### [DATA SHOWN]
━━━━━━━━━━━━━━━━
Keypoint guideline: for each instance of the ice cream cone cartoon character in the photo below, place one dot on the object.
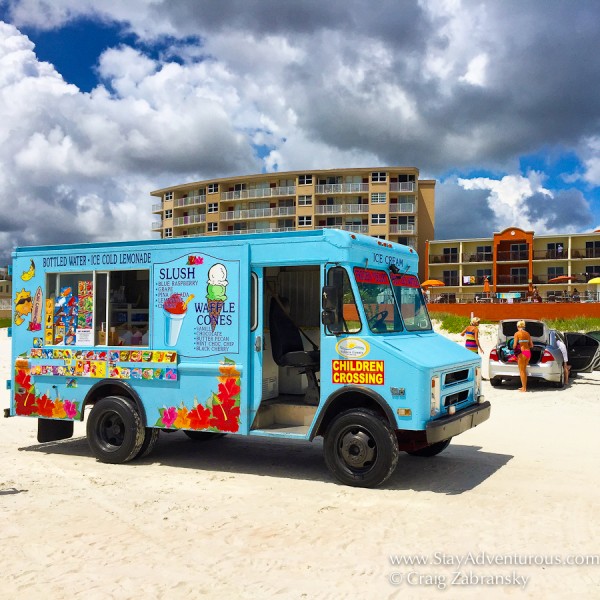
(175, 308)
(215, 292)
(23, 306)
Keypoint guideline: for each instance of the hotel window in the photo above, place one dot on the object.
(378, 177)
(483, 253)
(518, 275)
(450, 254)
(592, 249)
(450, 277)
(518, 252)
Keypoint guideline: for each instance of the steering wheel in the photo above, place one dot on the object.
(377, 321)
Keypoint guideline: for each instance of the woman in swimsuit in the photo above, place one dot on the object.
(523, 340)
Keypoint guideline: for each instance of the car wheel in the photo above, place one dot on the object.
(360, 448)
(114, 430)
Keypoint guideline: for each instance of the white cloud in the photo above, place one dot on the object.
(507, 198)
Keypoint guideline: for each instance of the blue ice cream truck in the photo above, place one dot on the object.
(291, 335)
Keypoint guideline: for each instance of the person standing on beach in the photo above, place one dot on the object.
(471, 335)
(522, 346)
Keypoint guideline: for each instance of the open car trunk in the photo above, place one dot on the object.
(583, 350)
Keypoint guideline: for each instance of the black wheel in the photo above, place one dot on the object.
(202, 436)
(114, 430)
(360, 448)
(150, 438)
(431, 450)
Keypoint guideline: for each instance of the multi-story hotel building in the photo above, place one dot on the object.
(386, 202)
(515, 262)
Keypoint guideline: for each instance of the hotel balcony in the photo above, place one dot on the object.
(512, 256)
(189, 220)
(257, 213)
(403, 186)
(342, 188)
(289, 190)
(190, 201)
(403, 229)
(352, 228)
(477, 257)
(262, 230)
(337, 209)
(402, 207)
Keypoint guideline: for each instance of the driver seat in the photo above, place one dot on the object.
(288, 349)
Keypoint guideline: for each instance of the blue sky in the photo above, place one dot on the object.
(102, 102)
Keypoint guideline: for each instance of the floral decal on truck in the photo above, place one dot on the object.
(222, 410)
(28, 402)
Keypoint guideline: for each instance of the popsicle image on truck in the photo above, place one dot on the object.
(293, 335)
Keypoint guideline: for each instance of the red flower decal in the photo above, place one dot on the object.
(228, 389)
(45, 406)
(225, 415)
(199, 417)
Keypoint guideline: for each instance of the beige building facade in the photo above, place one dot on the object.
(390, 203)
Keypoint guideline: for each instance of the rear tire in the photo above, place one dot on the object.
(360, 448)
(431, 450)
(150, 439)
(114, 430)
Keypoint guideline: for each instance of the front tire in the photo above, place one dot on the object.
(114, 430)
(431, 450)
(360, 448)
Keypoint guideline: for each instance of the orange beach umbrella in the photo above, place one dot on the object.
(432, 283)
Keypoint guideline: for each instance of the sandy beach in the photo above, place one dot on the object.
(253, 518)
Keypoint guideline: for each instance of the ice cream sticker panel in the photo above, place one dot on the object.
(197, 305)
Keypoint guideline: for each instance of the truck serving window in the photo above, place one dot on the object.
(378, 300)
(412, 304)
(348, 320)
(97, 308)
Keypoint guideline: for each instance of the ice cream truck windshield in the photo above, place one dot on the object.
(391, 306)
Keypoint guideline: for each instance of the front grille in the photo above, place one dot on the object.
(456, 398)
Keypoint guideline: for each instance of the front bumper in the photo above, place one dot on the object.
(447, 427)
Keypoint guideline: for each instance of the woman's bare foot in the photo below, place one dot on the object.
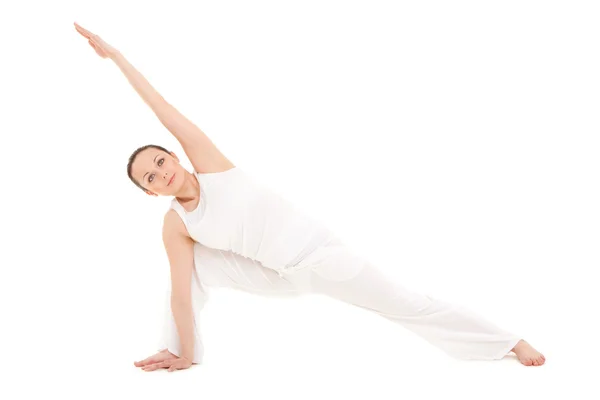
━━━━━━━━━━━━━━━━
### [YOUR TASK]
Report every line above that contains the string "window", matching case exactly.

### [RESPONSE]
Keypoint guideline: for each instance of the hotel window in the photo above, place one dot on the object.
Keypoint guideline: for each instance of the truck serving window in the photo above, place one dot on the object.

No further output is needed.